TASK OBJECTIVE
Please give back, exactly as written, the lines from the line with "Where can the awning" to the line with "Query: awning" in the listing below, leaving out all pictures.
*** DATA EXCERPTS Section Begins ***
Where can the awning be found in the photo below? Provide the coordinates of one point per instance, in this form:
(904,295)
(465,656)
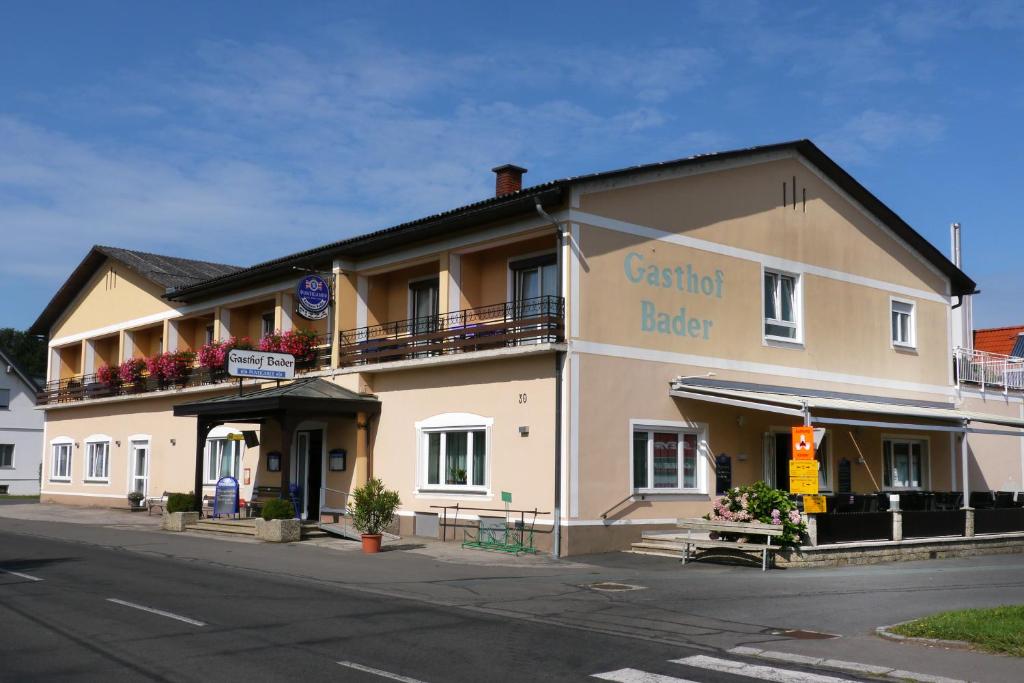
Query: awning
*** DATA EXCERPTS Section Ends ***
*** DATA EXCERPTS Section Begins ***
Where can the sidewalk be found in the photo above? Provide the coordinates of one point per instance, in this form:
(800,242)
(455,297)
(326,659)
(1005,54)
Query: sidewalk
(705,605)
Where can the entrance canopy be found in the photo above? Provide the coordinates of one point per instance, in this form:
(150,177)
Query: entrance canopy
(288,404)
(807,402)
*** DATA EXCERPTS Section Ends ***
OUTPUT
Where can the awning be found in the photo below? Provide the coordinates of one point per instance, in this form:
(904,295)
(465,656)
Query: awning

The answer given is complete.